Your task >>
Recast every line of the items below as a Markdown table with the columns Row and Line, numbering each row and omitting blank lines. Leave the pictures out of your answer.

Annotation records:
◇ ◇ ◇

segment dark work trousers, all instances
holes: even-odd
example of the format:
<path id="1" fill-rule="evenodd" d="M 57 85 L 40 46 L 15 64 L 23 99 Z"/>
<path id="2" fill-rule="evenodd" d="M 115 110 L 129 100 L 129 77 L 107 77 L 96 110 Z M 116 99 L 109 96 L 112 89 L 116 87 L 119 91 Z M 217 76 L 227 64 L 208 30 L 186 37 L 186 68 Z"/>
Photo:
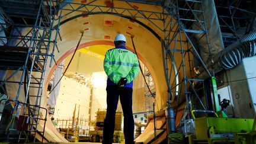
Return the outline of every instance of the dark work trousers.
<path id="1" fill-rule="evenodd" d="M 124 116 L 124 134 L 125 143 L 133 144 L 134 138 L 134 120 L 132 109 L 132 88 L 116 85 L 107 86 L 107 114 L 103 129 L 103 143 L 112 143 L 113 137 L 116 111 L 120 96 Z"/>

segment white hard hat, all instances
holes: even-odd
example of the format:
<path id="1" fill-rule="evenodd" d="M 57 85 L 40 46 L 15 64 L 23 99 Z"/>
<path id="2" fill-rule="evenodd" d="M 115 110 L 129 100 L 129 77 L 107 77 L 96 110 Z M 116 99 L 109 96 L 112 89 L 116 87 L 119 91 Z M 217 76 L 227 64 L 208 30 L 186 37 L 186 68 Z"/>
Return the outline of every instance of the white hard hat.
<path id="1" fill-rule="evenodd" d="M 114 41 L 124 41 L 126 42 L 126 38 L 123 34 L 118 34 L 115 38 Z"/>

◇ ◇ ◇

Answer to this exercise >>
| Row | Line |
|---|---|
| 1 | segment dark work trousers, all instances |
| 2 | holes: even-odd |
| 3 | example of the format: |
| 4 | <path id="1" fill-rule="evenodd" d="M 57 85 L 40 46 L 15 64 L 23 99 Z"/> |
| 5 | <path id="2" fill-rule="evenodd" d="M 115 110 L 129 100 L 129 77 L 107 77 L 96 110 Z M 116 99 L 109 96 L 112 89 L 116 87 L 119 91 Z M 217 76 L 227 64 L 208 30 L 186 37 L 186 68 Z"/> |
| 6 | Photo: |
| 7 | Return the outline of every instance of the dark work trousers. |
| 8 | <path id="1" fill-rule="evenodd" d="M 124 116 L 124 134 L 125 143 L 133 144 L 134 138 L 134 120 L 132 109 L 132 88 L 116 85 L 107 86 L 107 114 L 103 129 L 103 143 L 112 143 L 113 137 L 116 111 L 120 96 Z"/> |
| 9 | segment white hard hat, all instances |
| 10 | holes: even-odd |
| 11 | example of the format: |
| 12 | <path id="1" fill-rule="evenodd" d="M 57 85 L 40 46 L 15 64 L 23 99 Z"/> |
| 13 | <path id="2" fill-rule="evenodd" d="M 115 110 L 129 100 L 129 77 L 107 77 L 96 110 Z M 116 99 L 109 96 L 112 89 L 116 87 L 119 91 Z M 217 76 L 227 64 L 208 30 L 186 37 L 186 68 Z"/> |
| 14 | Return the outline of every instance of the white hard hat. |
| 15 | <path id="1" fill-rule="evenodd" d="M 114 41 L 124 41 L 126 42 L 126 38 L 123 34 L 118 34 L 115 38 Z"/> |